Barb horses (CC by Notwist) |
Yet another paper on horse genetics is available these days.
Jessica L. Petersen et al., Genetic Diversity in the Modern Horse Illustrated from Genome-Wide SNP Data. PLoS ONE 2013. Open access → LINK [doi:10.1371/journal.pone.0054997]
Abstract
Horses were domesticated from the Eurasian steppes 5,000–6,000 years ago. Since then, the use of horses for transportation, warfare, and agriculture, as well as selection for desired traits and fitness, has resulted in diverse populations distributed across the world, many of which have become or are in the process of becoming formally organized into closed, breeding populations (breeds). This report describes the use of a genome-wide set of autosomal SNPs and 814 horses from 36 breeds to provide the first detailed description of equine breed diversity. FST calculations, parsimony, and distance analysis demonstrated relationships among the breeds that largely reflect geographic origins and known breed histories. Low levels of population divergence were observed between breeds that are relatively early on in the process of breed development, and between those with high levels of within-breed diversity, whether due to large population size, ongoing outcrossing, or large within-breed phenotypic diversity. Populations with low within-breed diversity included those which have experienced population bottlenecks, have been under intense selective pressure, or are closed populations with long breed histories. These results provide new insights into the relationships among and the diversity within breeds of horses. In addition these results will facilitate future genome-wide association studies and investigations into genomic targets of selection.

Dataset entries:
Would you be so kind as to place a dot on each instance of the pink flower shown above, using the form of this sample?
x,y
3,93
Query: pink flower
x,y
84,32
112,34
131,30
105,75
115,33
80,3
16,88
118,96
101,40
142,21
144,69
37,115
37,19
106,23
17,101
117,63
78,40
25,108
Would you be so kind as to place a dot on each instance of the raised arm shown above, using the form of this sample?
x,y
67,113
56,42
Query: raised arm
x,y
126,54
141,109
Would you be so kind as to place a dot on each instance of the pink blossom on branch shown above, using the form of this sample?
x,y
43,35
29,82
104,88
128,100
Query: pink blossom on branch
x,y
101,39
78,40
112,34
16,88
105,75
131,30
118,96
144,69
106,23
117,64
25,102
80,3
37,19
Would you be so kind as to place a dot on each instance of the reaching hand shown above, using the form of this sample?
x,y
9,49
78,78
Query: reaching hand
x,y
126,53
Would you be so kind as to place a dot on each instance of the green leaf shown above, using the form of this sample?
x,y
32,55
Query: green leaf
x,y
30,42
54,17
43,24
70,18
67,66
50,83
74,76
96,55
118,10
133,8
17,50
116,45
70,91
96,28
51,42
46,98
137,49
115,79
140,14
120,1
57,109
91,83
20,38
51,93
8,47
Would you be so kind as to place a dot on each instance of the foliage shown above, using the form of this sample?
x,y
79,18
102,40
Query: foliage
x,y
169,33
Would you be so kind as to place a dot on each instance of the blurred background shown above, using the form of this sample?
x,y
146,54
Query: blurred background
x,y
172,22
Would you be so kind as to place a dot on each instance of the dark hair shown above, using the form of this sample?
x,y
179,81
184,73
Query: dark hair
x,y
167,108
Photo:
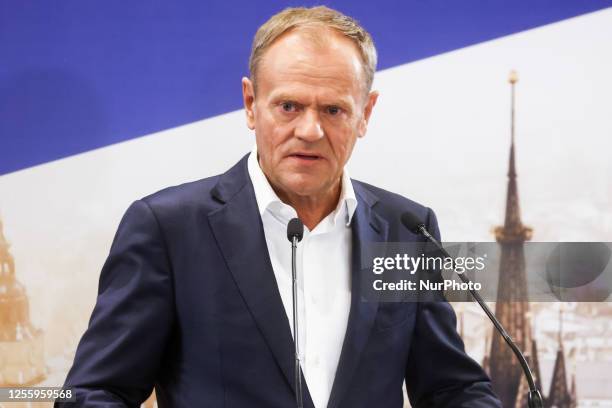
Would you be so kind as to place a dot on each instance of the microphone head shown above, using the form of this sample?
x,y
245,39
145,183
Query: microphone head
x,y
295,228
412,222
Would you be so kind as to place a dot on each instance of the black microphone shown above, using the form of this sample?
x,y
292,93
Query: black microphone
x,y
295,233
414,224
295,229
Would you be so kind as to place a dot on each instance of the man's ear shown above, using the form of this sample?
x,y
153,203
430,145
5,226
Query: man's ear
x,y
367,111
248,98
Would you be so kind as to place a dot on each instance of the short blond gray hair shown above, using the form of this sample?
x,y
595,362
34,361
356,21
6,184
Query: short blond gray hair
x,y
320,16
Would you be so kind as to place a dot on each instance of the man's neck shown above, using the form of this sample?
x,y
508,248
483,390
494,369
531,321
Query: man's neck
x,y
310,209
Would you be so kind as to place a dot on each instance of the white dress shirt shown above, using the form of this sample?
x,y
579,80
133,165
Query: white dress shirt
x,y
324,278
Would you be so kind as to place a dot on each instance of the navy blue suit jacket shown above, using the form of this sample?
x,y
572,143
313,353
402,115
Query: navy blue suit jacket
x,y
188,304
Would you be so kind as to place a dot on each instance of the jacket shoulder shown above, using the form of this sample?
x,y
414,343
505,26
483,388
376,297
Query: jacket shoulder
x,y
389,202
182,197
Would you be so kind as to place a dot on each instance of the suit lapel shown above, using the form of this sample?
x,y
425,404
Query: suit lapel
x,y
238,229
367,227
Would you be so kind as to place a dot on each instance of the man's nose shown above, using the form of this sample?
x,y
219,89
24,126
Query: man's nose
x,y
309,126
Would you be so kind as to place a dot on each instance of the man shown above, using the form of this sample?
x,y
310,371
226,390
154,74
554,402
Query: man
x,y
195,296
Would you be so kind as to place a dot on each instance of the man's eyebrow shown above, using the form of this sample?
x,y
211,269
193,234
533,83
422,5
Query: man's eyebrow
x,y
343,103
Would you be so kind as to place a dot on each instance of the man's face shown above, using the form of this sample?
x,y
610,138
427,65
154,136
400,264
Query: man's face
x,y
308,111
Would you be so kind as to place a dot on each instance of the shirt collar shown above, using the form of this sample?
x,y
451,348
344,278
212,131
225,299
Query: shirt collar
x,y
267,199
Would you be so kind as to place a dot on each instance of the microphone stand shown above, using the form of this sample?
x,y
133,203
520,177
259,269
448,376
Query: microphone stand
x,y
534,398
298,377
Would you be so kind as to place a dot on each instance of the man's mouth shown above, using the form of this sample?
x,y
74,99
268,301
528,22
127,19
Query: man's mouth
x,y
305,156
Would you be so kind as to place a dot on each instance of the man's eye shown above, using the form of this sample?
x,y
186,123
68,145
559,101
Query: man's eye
x,y
333,110
288,106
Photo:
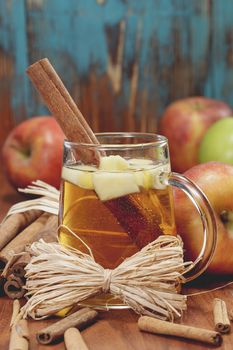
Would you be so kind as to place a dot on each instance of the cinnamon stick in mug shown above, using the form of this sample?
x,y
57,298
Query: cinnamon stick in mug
x,y
221,320
153,325
62,106
79,319
19,338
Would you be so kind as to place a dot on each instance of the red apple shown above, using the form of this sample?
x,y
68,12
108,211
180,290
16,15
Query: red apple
x,y
184,123
33,150
216,181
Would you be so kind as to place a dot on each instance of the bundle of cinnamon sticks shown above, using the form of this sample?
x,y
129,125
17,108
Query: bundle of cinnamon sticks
x,y
16,232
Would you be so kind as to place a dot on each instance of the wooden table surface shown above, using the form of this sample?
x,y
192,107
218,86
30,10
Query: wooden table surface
x,y
118,329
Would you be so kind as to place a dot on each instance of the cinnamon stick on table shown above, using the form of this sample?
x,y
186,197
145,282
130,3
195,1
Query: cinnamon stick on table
x,y
79,319
19,337
15,223
29,235
48,233
221,320
153,325
13,287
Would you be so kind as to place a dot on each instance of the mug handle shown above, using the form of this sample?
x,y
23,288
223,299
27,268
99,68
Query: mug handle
x,y
209,225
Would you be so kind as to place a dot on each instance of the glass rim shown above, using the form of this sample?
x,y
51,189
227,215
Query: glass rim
x,y
155,140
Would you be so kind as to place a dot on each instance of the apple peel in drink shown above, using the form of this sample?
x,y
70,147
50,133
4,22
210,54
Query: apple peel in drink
x,y
120,206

WHAT TO PRODUCE:
According to the horse genetics text, how many horses and how many breeds did the study use? The entries have no connection to the horse genetics text.

EXERCISE SOLUTION:
814 horses from 36 breeds.